Records of labeled points:
— Begin —

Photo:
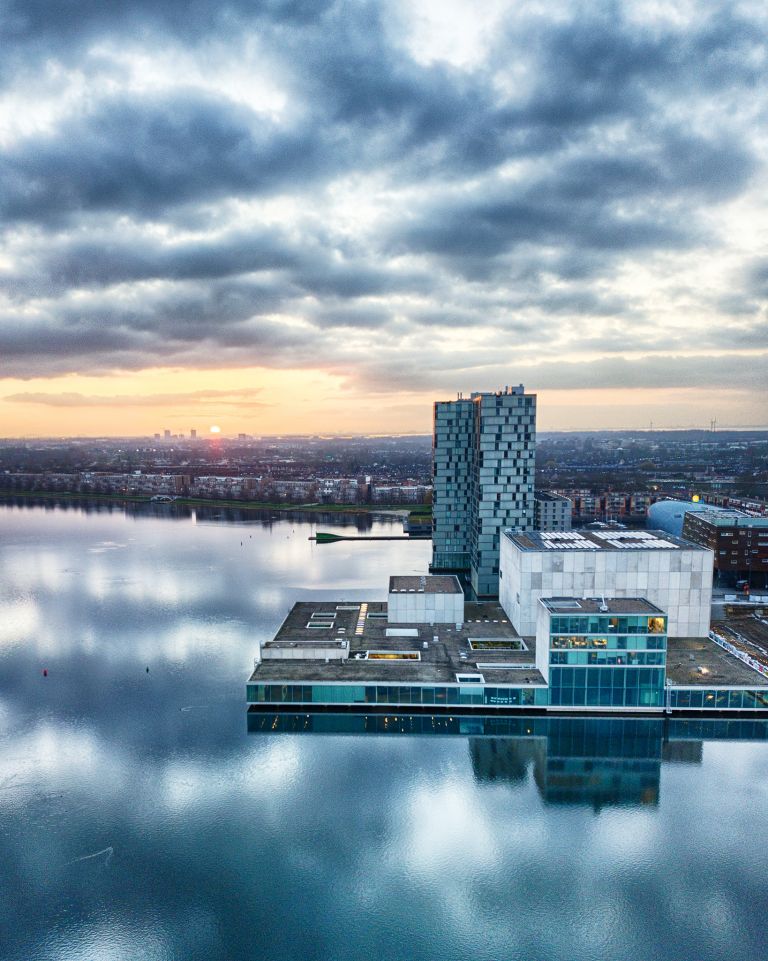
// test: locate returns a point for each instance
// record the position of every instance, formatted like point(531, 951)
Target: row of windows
point(617, 642)
point(393, 694)
point(603, 697)
point(588, 689)
point(732, 700)
point(609, 658)
point(592, 624)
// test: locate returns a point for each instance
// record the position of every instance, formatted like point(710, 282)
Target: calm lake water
point(140, 819)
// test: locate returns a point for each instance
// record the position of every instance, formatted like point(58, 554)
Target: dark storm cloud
point(141, 157)
point(507, 196)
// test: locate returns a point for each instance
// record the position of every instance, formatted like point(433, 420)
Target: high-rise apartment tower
point(483, 470)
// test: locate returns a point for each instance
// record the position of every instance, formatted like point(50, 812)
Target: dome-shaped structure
point(669, 515)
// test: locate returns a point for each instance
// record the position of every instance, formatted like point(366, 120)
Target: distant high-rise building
point(483, 469)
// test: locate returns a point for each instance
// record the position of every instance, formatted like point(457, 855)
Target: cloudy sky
point(306, 215)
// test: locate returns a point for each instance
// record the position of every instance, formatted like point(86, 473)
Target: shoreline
point(391, 510)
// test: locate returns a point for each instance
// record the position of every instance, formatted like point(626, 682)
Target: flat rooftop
point(426, 584)
point(691, 661)
point(365, 626)
point(603, 540)
point(699, 662)
point(598, 605)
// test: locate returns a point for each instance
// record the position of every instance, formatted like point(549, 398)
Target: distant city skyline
point(285, 219)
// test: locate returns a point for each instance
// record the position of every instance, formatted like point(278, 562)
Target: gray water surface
point(139, 818)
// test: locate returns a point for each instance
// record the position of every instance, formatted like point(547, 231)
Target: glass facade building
point(398, 695)
point(483, 466)
point(605, 660)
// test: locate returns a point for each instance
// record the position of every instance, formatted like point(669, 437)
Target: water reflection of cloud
point(19, 620)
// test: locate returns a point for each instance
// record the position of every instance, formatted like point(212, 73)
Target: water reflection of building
point(592, 761)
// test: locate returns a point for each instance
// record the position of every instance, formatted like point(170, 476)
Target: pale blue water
point(139, 819)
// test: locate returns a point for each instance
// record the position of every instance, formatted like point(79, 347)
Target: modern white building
point(433, 599)
point(483, 469)
point(551, 512)
point(671, 573)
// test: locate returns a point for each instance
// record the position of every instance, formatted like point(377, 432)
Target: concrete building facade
point(674, 575)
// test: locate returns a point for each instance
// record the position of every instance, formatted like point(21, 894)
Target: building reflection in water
point(573, 760)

— End —

**EXERCISE AIM**
Render the items above as a two-column CSV with the headers item_text and answer, one row per item, putting each item's text and its answer in a single quoted field with line breaks replaced by spaces. Leave the pictures out.

**EXERCISE OUTPUT**
item_text,answer
"Photo: // test: locate returns a point for each instance // record the position of every instance, formatted like point(531, 951) Target: row of windows","point(617, 642) point(393, 694) point(603, 697) point(588, 689) point(732, 700) point(609, 658) point(592, 624)"
"// test: locate returns a point for each instance // record the position of every instance, formatted like point(710, 282) Target: calm lake water","point(140, 819)"
"// test: locate returns a point for each instance // record the position of every instance, formatted like point(58, 554) Target: dark storm cloud","point(141, 157) point(507, 196)"
"// test: locate returns a point for each instance // record the position of every instance, formatted like point(433, 420) Target: high-rise apartment tower","point(483, 470)"
"// test: locate returns a point for each instance // record the position of every instance, formatted like point(50, 812) Target: dome-shaped structure","point(669, 515)"
"// test: locate returns a point for each instance // record the position of every instance, formatted like point(366, 120) Target: distant high-rise building","point(483, 469)"
"// test: locate returns a point for each instance // record the position of every instance, formatted like point(457, 855) Target: cloudy sky","point(306, 215)"
"// test: locate returns a point for each instance // record the position of every instance, formatted like point(86, 473) Target: shoreline","point(391, 510)"
"// test: locate returns a point for each instance // record the position of every instance, formatted like point(626, 682) Target: flat rooftop","point(426, 584) point(691, 661) point(365, 626) point(603, 540) point(699, 662) point(598, 605)"
"// test: locate returns a point for each instance // record the position of every instance, formatted like point(549, 398) Target: distant city skyline","point(285, 219)"
"// test: locate returns a point for each instance // record the position of every instance, formatted like point(278, 562) Target: gray water surface","point(139, 818)"
"// test: locate returns a point for each instance // record the position of every instance, formatted like point(547, 231) Target: glass facade building","point(398, 695) point(483, 466) point(605, 660)"
"// test: locate returns a point for each instance // record the position of every instance, formatted like point(669, 437) Target: water reflection of cloud","point(19, 620)"
"// test: locate returns a point for each instance // record the position of every instance, formatted like point(212, 73) Target: water reflection of building","point(592, 761)"
"// test: locate returns a point for each instance // record the position of every instance, formatted like point(170, 476) Target: pale blue water","point(139, 819)"
"// test: locate returns a point for each instance // record the position of every instance, formatted like point(79, 347) Target: modern white building","point(433, 599) point(483, 469) point(551, 512) point(671, 573)"
"// test: locate returns a point for each instance // record the position of every instance, formatted like point(377, 432) Target: concrete building facade","point(674, 575)"
"// test: locate returns a point for each instance // record the position of every instance, formatted like point(21, 894) Target: building reflection in water","point(573, 760)"